Source records Start Marker

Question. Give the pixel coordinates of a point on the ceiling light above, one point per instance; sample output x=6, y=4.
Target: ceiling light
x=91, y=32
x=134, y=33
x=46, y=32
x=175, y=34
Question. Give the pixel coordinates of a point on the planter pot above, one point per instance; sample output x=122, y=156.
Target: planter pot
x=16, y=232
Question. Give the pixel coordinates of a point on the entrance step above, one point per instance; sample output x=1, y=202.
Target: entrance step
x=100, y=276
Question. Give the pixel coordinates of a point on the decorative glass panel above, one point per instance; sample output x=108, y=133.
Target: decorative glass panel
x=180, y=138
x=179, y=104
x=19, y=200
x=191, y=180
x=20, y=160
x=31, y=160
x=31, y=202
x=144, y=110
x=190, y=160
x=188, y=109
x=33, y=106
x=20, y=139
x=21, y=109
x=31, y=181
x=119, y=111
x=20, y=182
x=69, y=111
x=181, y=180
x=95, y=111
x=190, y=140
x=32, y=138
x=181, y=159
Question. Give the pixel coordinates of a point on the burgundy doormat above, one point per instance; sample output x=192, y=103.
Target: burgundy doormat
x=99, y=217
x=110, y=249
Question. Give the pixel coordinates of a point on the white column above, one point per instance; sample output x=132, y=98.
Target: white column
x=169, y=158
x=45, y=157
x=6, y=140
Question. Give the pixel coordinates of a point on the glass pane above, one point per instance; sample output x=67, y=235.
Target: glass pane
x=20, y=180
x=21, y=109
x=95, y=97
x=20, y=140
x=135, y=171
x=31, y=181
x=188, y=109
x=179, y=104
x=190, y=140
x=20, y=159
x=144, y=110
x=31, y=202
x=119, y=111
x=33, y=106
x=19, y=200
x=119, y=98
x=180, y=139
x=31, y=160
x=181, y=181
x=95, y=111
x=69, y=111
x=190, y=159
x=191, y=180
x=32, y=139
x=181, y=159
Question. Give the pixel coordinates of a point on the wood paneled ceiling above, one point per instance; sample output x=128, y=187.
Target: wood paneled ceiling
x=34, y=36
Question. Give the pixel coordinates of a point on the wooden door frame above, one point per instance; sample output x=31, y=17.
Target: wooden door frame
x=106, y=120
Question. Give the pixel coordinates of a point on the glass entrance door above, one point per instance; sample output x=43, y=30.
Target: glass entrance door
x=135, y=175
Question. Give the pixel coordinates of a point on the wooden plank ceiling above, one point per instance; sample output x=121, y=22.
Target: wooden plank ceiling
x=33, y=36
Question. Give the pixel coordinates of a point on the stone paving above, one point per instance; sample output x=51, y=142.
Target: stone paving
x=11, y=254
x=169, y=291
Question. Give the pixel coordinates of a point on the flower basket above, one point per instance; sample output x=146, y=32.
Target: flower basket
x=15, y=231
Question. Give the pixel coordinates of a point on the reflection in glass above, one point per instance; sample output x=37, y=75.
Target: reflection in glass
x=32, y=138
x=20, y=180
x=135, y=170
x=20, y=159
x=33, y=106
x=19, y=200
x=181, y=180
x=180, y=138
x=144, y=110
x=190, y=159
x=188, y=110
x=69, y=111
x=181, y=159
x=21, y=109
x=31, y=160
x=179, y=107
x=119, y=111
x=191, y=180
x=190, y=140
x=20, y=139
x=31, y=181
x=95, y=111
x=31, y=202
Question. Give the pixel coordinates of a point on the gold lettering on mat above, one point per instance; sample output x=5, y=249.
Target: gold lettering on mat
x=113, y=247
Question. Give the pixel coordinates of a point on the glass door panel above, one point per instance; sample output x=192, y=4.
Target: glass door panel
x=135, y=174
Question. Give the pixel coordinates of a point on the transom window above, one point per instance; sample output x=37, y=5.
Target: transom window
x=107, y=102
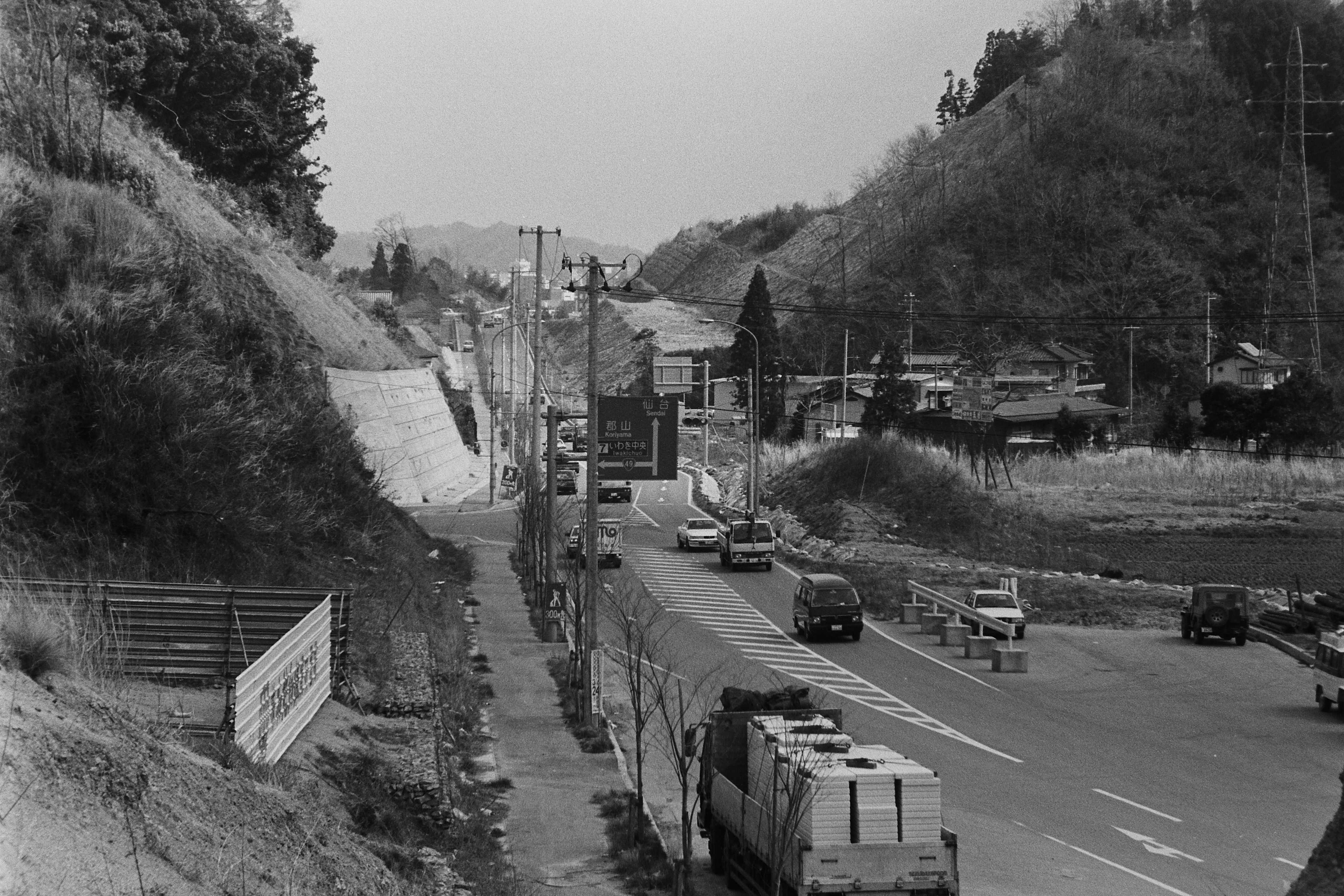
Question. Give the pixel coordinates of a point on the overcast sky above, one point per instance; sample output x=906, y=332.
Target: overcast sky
x=622, y=120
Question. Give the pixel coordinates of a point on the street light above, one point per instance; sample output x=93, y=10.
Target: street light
x=753, y=413
x=494, y=340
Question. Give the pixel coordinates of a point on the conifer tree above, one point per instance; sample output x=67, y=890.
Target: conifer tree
x=402, y=269
x=378, y=277
x=893, y=397
x=759, y=316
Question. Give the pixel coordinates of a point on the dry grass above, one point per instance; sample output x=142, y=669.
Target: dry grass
x=1212, y=477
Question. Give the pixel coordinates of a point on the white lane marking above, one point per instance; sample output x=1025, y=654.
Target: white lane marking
x=1107, y=862
x=1131, y=802
x=960, y=672
x=787, y=656
x=1158, y=850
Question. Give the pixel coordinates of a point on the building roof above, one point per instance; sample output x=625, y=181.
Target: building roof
x=1047, y=406
x=1051, y=354
x=1253, y=354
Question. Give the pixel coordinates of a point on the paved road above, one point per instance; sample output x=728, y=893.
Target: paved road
x=1126, y=762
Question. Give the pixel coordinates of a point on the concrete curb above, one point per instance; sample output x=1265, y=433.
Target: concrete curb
x=1275, y=641
x=629, y=782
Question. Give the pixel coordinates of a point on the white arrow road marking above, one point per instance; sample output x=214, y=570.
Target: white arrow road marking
x=1107, y=862
x=685, y=586
x=1131, y=802
x=1158, y=850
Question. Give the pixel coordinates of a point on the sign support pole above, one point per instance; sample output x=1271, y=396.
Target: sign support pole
x=592, y=683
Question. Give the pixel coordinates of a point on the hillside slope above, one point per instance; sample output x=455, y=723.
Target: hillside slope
x=495, y=248
x=1124, y=178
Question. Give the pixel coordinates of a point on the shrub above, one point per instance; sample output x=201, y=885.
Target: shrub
x=34, y=641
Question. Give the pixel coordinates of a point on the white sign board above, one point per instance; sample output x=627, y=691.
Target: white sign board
x=281, y=692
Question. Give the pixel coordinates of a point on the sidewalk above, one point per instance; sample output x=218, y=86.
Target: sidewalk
x=556, y=833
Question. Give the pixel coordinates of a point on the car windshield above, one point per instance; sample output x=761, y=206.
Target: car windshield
x=745, y=533
x=834, y=597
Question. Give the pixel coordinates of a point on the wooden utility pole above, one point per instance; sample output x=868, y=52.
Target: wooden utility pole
x=534, y=467
x=592, y=700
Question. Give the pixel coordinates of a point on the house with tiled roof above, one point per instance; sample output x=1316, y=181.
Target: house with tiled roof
x=1252, y=367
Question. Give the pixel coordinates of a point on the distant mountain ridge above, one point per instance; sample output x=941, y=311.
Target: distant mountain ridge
x=464, y=245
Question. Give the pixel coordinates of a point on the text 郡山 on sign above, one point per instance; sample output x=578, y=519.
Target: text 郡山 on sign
x=636, y=438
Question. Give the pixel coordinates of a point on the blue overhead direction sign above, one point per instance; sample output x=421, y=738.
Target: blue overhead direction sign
x=636, y=438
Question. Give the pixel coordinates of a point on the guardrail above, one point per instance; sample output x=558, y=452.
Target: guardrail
x=195, y=632
x=962, y=609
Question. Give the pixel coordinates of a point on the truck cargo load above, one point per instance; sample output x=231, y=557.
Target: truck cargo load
x=835, y=817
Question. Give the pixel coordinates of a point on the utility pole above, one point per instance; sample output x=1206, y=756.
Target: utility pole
x=706, y=405
x=592, y=700
x=1132, y=371
x=534, y=465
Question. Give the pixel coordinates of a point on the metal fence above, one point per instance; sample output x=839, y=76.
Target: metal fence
x=195, y=632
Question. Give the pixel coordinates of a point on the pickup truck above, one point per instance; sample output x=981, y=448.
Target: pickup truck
x=609, y=545
x=746, y=542
x=838, y=817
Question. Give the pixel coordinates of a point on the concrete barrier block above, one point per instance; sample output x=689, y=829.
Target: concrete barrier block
x=979, y=647
x=1009, y=660
x=929, y=622
x=953, y=635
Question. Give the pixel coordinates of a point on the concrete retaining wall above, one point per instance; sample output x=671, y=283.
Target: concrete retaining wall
x=406, y=428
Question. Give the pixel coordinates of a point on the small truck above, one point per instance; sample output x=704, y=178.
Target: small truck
x=609, y=545
x=748, y=542
x=838, y=817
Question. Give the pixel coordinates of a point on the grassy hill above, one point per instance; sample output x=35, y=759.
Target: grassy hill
x=461, y=245
x=1123, y=178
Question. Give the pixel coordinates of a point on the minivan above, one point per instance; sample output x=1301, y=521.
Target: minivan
x=826, y=604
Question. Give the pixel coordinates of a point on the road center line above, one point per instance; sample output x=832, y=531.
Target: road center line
x=1107, y=862
x=1131, y=802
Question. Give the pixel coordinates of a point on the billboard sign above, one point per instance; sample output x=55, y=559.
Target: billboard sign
x=280, y=694
x=636, y=438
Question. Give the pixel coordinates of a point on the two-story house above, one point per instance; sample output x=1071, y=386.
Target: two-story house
x=1250, y=367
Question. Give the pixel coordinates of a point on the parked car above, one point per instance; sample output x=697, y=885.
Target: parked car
x=1224, y=610
x=826, y=604
x=698, y=534
x=999, y=605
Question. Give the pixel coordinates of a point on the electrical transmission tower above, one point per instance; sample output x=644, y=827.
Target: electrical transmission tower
x=1292, y=258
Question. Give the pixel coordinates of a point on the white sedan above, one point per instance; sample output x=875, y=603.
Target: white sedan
x=698, y=534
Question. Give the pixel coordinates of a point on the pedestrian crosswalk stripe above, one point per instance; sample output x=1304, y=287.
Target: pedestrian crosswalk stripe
x=683, y=586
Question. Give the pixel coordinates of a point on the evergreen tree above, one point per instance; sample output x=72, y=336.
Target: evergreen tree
x=378, y=277
x=893, y=397
x=404, y=269
x=759, y=318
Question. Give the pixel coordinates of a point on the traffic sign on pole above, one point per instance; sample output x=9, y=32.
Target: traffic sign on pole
x=636, y=438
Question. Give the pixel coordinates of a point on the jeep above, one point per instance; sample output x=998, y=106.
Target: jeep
x=1221, y=610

Source records End Marker

What is required:
Word for word, restate the lines running from the one containing "Target: traffic sign on pole" through the final line of the records above, and nothing besides.

Output below:
Target: traffic sign on pole
x=636, y=438
Question. Give the pixel coordinates of a point on the jeep above, one point per instance; sample output x=998, y=106.
Target: jeep
x=1221, y=610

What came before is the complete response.